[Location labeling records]
┏━━

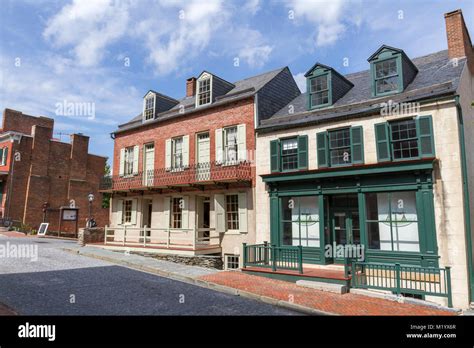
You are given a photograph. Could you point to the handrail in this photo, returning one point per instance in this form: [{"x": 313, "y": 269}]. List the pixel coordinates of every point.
[
  {"x": 274, "y": 257},
  {"x": 192, "y": 174},
  {"x": 418, "y": 280}
]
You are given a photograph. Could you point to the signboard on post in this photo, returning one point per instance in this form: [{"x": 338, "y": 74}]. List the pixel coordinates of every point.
[{"x": 43, "y": 229}]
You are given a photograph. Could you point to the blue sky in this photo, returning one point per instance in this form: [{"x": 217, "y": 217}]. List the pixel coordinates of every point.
[{"x": 109, "y": 53}]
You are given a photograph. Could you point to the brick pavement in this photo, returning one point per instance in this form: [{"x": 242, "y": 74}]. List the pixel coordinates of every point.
[{"x": 347, "y": 304}]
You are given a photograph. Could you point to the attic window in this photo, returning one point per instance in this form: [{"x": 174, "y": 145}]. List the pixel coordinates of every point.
[
  {"x": 204, "y": 91},
  {"x": 319, "y": 90},
  {"x": 386, "y": 76},
  {"x": 149, "y": 107}
]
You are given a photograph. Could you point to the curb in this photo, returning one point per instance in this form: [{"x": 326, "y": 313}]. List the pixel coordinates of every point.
[{"x": 209, "y": 285}]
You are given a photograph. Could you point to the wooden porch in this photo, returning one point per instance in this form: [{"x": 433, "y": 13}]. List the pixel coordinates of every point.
[{"x": 198, "y": 241}]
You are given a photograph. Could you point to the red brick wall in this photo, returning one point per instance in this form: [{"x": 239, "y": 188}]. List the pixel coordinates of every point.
[
  {"x": 208, "y": 120},
  {"x": 16, "y": 121},
  {"x": 459, "y": 42},
  {"x": 54, "y": 172}
]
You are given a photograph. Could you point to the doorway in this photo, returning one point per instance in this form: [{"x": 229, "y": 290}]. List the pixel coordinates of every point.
[
  {"x": 203, "y": 155},
  {"x": 203, "y": 204},
  {"x": 344, "y": 221}
]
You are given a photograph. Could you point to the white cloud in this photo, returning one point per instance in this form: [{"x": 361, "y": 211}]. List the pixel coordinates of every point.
[
  {"x": 325, "y": 15},
  {"x": 300, "y": 81},
  {"x": 252, "y": 6},
  {"x": 172, "y": 42},
  {"x": 89, "y": 27}
]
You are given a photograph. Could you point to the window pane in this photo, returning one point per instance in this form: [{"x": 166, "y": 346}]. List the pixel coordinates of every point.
[
  {"x": 319, "y": 83},
  {"x": 230, "y": 144},
  {"x": 392, "y": 221},
  {"x": 289, "y": 154},
  {"x": 300, "y": 221},
  {"x": 340, "y": 146},
  {"x": 387, "y": 84},
  {"x": 176, "y": 213},
  {"x": 232, "y": 211}
]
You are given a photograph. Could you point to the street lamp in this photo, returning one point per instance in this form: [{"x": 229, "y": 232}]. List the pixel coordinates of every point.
[{"x": 90, "y": 198}]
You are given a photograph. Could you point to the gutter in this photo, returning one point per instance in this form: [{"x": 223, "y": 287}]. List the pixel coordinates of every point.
[{"x": 467, "y": 208}]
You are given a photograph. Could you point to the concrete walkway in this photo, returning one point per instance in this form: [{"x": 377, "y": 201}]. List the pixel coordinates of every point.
[{"x": 147, "y": 264}]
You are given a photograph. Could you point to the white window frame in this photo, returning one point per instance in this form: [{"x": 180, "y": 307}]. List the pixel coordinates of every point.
[
  {"x": 232, "y": 230},
  {"x": 226, "y": 146},
  {"x": 202, "y": 78},
  {"x": 124, "y": 211},
  {"x": 147, "y": 111},
  {"x": 174, "y": 155},
  {"x": 128, "y": 166}
]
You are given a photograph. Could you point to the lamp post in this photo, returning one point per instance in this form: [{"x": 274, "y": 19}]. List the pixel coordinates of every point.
[{"x": 90, "y": 198}]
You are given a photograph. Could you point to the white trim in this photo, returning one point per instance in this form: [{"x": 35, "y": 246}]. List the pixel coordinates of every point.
[
  {"x": 144, "y": 105},
  {"x": 204, "y": 76}
]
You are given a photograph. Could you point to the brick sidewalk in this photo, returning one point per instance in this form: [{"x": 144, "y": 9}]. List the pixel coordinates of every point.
[{"x": 347, "y": 304}]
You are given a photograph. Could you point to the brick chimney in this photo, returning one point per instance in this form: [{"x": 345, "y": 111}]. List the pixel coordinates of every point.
[
  {"x": 459, "y": 42},
  {"x": 190, "y": 87}
]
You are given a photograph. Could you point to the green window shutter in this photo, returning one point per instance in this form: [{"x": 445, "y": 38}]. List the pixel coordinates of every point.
[
  {"x": 383, "y": 142},
  {"x": 275, "y": 155},
  {"x": 424, "y": 125},
  {"x": 323, "y": 151},
  {"x": 303, "y": 152},
  {"x": 357, "y": 145}
]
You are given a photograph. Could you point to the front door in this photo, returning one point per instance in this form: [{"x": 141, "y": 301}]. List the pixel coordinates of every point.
[
  {"x": 344, "y": 221},
  {"x": 203, "y": 172},
  {"x": 148, "y": 164}
]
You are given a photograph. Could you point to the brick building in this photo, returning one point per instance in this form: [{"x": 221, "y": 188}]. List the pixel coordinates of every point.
[
  {"x": 35, "y": 169},
  {"x": 184, "y": 169}
]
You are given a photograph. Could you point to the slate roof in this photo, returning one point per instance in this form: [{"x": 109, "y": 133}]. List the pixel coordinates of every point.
[
  {"x": 437, "y": 75},
  {"x": 242, "y": 89}
]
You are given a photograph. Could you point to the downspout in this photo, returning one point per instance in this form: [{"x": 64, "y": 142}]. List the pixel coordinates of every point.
[{"x": 467, "y": 208}]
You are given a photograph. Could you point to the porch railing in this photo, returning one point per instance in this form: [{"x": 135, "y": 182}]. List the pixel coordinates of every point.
[
  {"x": 185, "y": 238},
  {"x": 192, "y": 174},
  {"x": 399, "y": 279},
  {"x": 273, "y": 257}
]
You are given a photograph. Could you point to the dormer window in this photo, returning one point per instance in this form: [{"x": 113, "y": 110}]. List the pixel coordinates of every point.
[
  {"x": 319, "y": 90},
  {"x": 391, "y": 71},
  {"x": 386, "y": 76},
  {"x": 149, "y": 107},
  {"x": 325, "y": 86},
  {"x": 204, "y": 91}
]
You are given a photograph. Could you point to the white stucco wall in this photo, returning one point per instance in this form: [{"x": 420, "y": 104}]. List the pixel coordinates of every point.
[{"x": 448, "y": 199}]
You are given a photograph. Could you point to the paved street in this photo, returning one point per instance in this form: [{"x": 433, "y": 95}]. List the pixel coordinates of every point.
[{"x": 62, "y": 283}]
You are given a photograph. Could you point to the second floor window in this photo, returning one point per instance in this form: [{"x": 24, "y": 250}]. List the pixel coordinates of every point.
[
  {"x": 129, "y": 160},
  {"x": 404, "y": 139},
  {"x": 386, "y": 76},
  {"x": 289, "y": 154},
  {"x": 177, "y": 153},
  {"x": 127, "y": 211},
  {"x": 149, "y": 108},
  {"x": 230, "y": 145},
  {"x": 319, "y": 91},
  {"x": 176, "y": 212},
  {"x": 204, "y": 91},
  {"x": 3, "y": 156},
  {"x": 340, "y": 146}
]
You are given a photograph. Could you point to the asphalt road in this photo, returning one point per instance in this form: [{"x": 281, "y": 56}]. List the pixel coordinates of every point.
[{"x": 61, "y": 283}]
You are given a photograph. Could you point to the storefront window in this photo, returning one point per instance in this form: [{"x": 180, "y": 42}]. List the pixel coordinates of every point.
[
  {"x": 392, "y": 221},
  {"x": 300, "y": 221}
]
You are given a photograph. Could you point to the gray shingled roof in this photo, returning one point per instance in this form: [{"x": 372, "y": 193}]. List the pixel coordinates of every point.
[
  {"x": 436, "y": 75},
  {"x": 243, "y": 88}
]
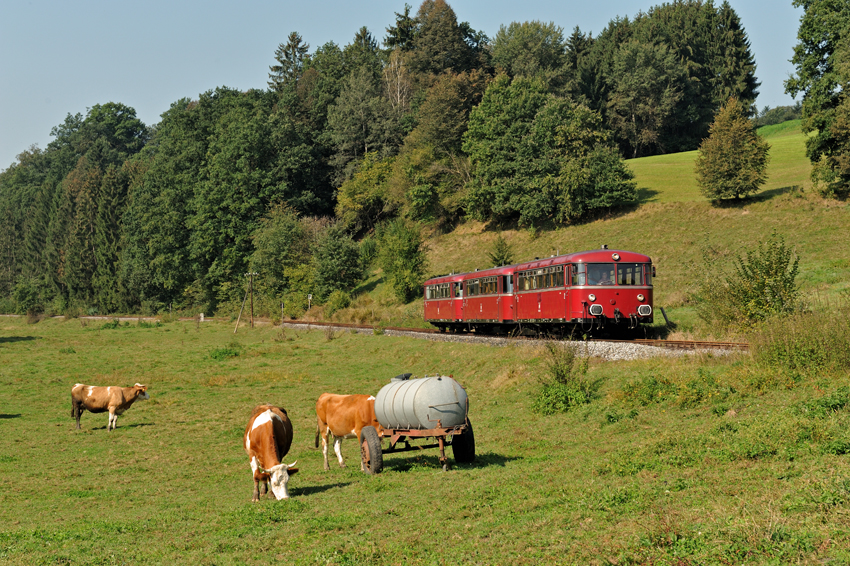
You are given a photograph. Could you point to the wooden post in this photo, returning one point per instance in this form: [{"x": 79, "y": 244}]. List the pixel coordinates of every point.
[{"x": 251, "y": 287}]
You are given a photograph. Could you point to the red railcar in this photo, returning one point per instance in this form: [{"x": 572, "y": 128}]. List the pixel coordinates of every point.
[{"x": 589, "y": 290}]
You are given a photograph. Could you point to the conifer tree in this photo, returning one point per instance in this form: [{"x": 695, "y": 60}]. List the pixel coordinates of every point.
[
  {"x": 290, "y": 58},
  {"x": 733, "y": 160}
]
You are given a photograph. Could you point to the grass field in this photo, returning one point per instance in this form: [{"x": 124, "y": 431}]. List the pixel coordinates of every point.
[
  {"x": 673, "y": 223},
  {"x": 692, "y": 461},
  {"x": 670, "y": 178}
]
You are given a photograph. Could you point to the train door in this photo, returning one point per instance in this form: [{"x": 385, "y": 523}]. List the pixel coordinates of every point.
[{"x": 506, "y": 305}]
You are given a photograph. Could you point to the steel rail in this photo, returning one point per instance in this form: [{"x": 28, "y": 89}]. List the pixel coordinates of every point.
[{"x": 670, "y": 344}]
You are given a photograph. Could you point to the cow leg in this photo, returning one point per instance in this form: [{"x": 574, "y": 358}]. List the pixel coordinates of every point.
[
  {"x": 338, "y": 450},
  {"x": 325, "y": 448},
  {"x": 76, "y": 412}
]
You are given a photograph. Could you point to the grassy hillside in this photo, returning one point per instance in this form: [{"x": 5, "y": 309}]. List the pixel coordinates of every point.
[
  {"x": 670, "y": 178},
  {"x": 691, "y": 461},
  {"x": 672, "y": 221}
]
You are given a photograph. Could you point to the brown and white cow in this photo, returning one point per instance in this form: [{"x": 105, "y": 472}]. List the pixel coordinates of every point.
[
  {"x": 267, "y": 439},
  {"x": 344, "y": 416},
  {"x": 99, "y": 399}
]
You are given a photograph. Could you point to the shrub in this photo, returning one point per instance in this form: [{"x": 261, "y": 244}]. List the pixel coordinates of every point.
[
  {"x": 566, "y": 385},
  {"x": 761, "y": 285},
  {"x": 732, "y": 160},
  {"x": 806, "y": 342},
  {"x": 230, "y": 351},
  {"x": 501, "y": 254},
  {"x": 402, "y": 257},
  {"x": 337, "y": 300},
  {"x": 27, "y": 296}
]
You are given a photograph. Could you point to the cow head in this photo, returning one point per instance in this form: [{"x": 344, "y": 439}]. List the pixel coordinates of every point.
[
  {"x": 280, "y": 475},
  {"x": 143, "y": 391}
]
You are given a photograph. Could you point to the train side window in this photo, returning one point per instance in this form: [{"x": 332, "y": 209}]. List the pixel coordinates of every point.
[
  {"x": 630, "y": 274},
  {"x": 579, "y": 274}
]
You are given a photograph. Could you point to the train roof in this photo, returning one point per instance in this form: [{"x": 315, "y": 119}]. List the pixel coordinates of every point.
[{"x": 601, "y": 255}]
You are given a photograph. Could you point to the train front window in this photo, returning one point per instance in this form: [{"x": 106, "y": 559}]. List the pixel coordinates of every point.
[
  {"x": 629, "y": 274},
  {"x": 600, "y": 274}
]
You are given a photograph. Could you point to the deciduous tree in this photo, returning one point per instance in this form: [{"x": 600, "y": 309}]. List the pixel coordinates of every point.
[{"x": 732, "y": 161}]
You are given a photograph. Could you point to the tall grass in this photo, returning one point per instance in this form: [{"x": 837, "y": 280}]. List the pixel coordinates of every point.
[{"x": 811, "y": 342}]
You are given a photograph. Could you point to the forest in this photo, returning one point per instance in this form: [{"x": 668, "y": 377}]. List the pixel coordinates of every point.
[{"x": 353, "y": 152}]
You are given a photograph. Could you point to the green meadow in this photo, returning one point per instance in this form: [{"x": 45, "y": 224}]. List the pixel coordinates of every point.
[
  {"x": 702, "y": 460},
  {"x": 673, "y": 223}
]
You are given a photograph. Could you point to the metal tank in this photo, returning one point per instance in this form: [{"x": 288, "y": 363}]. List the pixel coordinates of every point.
[{"x": 424, "y": 403}]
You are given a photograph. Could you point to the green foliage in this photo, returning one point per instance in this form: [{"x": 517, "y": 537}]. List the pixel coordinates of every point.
[
  {"x": 232, "y": 350},
  {"x": 733, "y": 160},
  {"x": 566, "y": 386},
  {"x": 538, "y": 157},
  {"x": 760, "y": 285},
  {"x": 360, "y": 121},
  {"x": 771, "y": 116},
  {"x": 27, "y": 296},
  {"x": 290, "y": 62},
  {"x": 114, "y": 324},
  {"x": 648, "y": 88},
  {"x": 362, "y": 200},
  {"x": 822, "y": 60},
  {"x": 337, "y": 263},
  {"x": 280, "y": 243},
  {"x": 368, "y": 251},
  {"x": 401, "y": 254},
  {"x": 440, "y": 44},
  {"x": 531, "y": 49},
  {"x": 809, "y": 342},
  {"x": 337, "y": 300},
  {"x": 501, "y": 253}
]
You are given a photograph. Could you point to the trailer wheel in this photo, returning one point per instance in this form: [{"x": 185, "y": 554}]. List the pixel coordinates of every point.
[
  {"x": 463, "y": 445},
  {"x": 370, "y": 451}
]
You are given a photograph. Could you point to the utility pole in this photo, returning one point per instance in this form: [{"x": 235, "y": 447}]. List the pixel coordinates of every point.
[{"x": 251, "y": 287}]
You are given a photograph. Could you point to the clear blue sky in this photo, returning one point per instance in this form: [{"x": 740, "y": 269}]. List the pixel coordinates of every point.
[{"x": 59, "y": 57}]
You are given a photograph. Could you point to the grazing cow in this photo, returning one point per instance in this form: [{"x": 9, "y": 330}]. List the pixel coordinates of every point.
[
  {"x": 344, "y": 416},
  {"x": 268, "y": 437},
  {"x": 98, "y": 399}
]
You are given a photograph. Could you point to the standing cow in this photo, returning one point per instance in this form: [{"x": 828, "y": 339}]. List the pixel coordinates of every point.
[
  {"x": 268, "y": 437},
  {"x": 344, "y": 416},
  {"x": 99, "y": 399}
]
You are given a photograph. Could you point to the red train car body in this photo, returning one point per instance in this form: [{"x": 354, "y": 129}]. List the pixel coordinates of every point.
[{"x": 589, "y": 290}]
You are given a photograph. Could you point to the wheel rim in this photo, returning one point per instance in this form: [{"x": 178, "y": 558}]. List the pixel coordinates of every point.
[{"x": 364, "y": 453}]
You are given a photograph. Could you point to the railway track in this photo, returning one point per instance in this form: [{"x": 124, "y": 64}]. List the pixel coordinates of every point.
[{"x": 670, "y": 344}]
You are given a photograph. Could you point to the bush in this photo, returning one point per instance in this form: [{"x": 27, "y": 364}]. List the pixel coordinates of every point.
[
  {"x": 501, "y": 253},
  {"x": 761, "y": 285},
  {"x": 566, "y": 385},
  {"x": 337, "y": 300},
  {"x": 807, "y": 342},
  {"x": 230, "y": 351},
  {"x": 732, "y": 160},
  {"x": 27, "y": 296},
  {"x": 402, "y": 257}
]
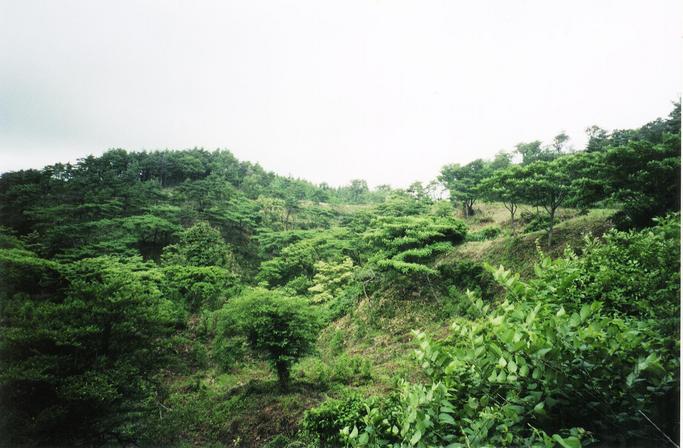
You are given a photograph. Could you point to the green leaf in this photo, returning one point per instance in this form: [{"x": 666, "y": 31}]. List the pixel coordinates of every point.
[
  {"x": 445, "y": 418},
  {"x": 416, "y": 437},
  {"x": 569, "y": 442}
]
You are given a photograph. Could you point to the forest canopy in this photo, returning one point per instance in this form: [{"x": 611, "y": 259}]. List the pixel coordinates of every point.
[{"x": 176, "y": 298}]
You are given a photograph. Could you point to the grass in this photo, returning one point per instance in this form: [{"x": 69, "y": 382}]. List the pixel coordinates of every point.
[{"x": 365, "y": 350}]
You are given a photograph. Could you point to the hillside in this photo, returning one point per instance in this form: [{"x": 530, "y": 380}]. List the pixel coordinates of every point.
[{"x": 185, "y": 298}]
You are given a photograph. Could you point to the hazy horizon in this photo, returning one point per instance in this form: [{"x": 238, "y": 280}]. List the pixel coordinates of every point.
[{"x": 383, "y": 91}]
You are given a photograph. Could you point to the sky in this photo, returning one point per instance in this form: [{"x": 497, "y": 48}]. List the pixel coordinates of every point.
[{"x": 384, "y": 90}]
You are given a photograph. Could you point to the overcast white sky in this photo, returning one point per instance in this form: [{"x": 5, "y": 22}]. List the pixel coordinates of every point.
[{"x": 384, "y": 90}]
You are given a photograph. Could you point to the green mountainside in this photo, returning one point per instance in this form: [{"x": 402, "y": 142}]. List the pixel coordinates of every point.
[{"x": 186, "y": 298}]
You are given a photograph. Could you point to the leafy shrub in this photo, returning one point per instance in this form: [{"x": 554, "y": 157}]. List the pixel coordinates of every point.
[
  {"x": 344, "y": 369},
  {"x": 487, "y": 233},
  {"x": 277, "y": 327},
  {"x": 541, "y": 368},
  {"x": 324, "y": 423},
  {"x": 408, "y": 244}
]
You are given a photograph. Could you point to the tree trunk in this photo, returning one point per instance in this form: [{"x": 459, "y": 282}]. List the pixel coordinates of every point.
[
  {"x": 550, "y": 227},
  {"x": 282, "y": 375}
]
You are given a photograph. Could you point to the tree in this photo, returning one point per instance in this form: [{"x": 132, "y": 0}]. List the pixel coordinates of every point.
[
  {"x": 559, "y": 143},
  {"x": 463, "y": 181},
  {"x": 530, "y": 152},
  {"x": 200, "y": 245},
  {"x": 505, "y": 186},
  {"x": 280, "y": 328},
  {"x": 597, "y": 138},
  {"x": 330, "y": 279},
  {"x": 550, "y": 185},
  {"x": 82, "y": 347},
  {"x": 407, "y": 244}
]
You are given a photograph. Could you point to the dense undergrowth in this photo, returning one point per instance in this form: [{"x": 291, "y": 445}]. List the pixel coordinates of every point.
[{"x": 189, "y": 299}]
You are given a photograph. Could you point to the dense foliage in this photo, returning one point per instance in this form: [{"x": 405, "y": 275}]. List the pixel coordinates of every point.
[{"x": 182, "y": 298}]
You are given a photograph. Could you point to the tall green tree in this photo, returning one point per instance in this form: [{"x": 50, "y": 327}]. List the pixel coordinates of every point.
[
  {"x": 505, "y": 186},
  {"x": 463, "y": 182},
  {"x": 280, "y": 328}
]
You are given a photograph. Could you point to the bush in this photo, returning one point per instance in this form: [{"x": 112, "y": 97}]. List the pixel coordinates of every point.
[
  {"x": 280, "y": 328},
  {"x": 487, "y": 233},
  {"x": 324, "y": 423},
  {"x": 543, "y": 366}
]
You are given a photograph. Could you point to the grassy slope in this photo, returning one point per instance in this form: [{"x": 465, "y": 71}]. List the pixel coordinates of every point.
[{"x": 366, "y": 349}]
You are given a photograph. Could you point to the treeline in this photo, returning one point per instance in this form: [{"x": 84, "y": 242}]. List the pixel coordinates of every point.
[
  {"x": 635, "y": 170},
  {"x": 127, "y": 274}
]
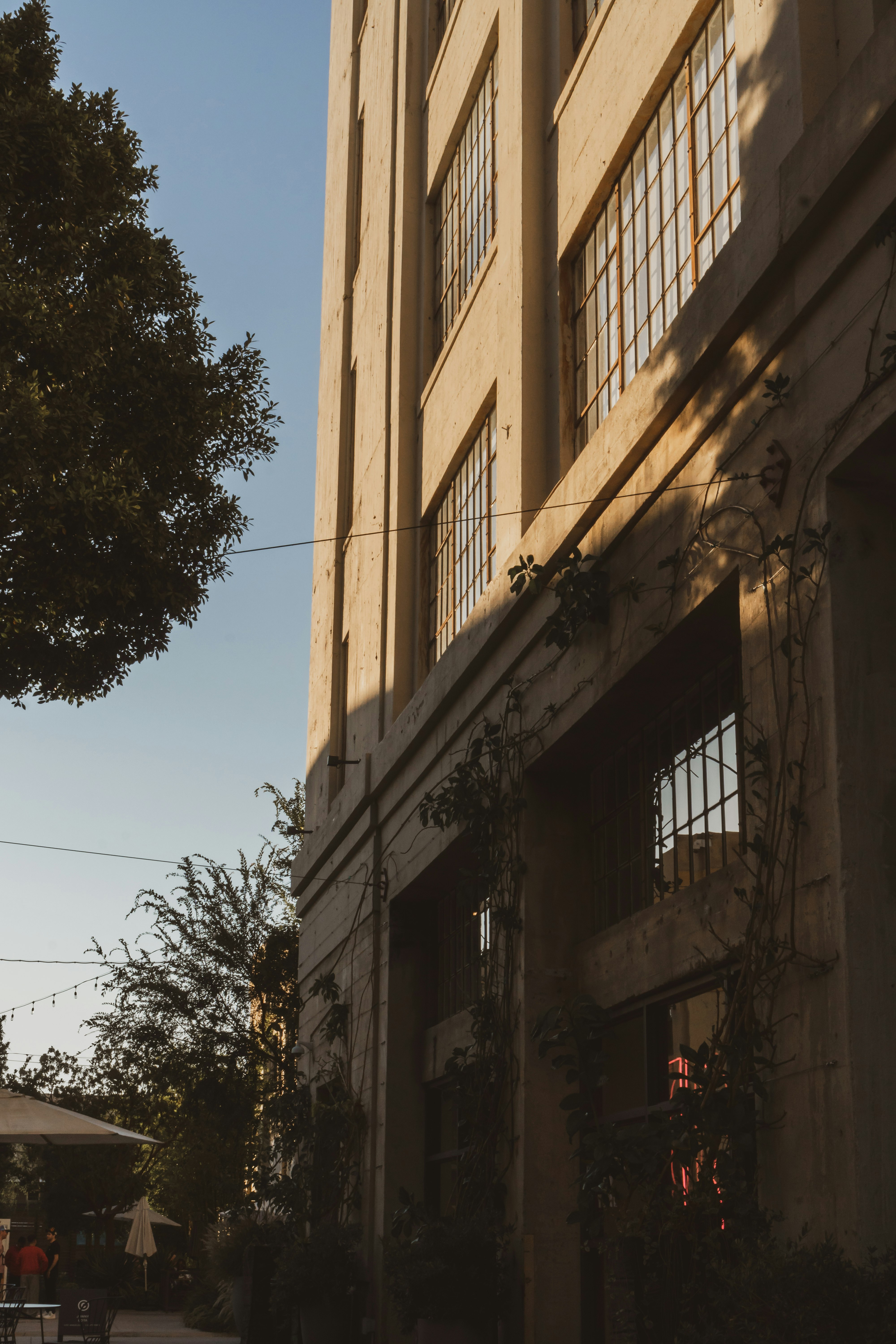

┗━━

### EXERCISE DIRECTIONS
How many lines in the rows above contain the string "wooden"? Case counts; reply with the number alone.

### ANSWER FOR THIS EXERCISE
2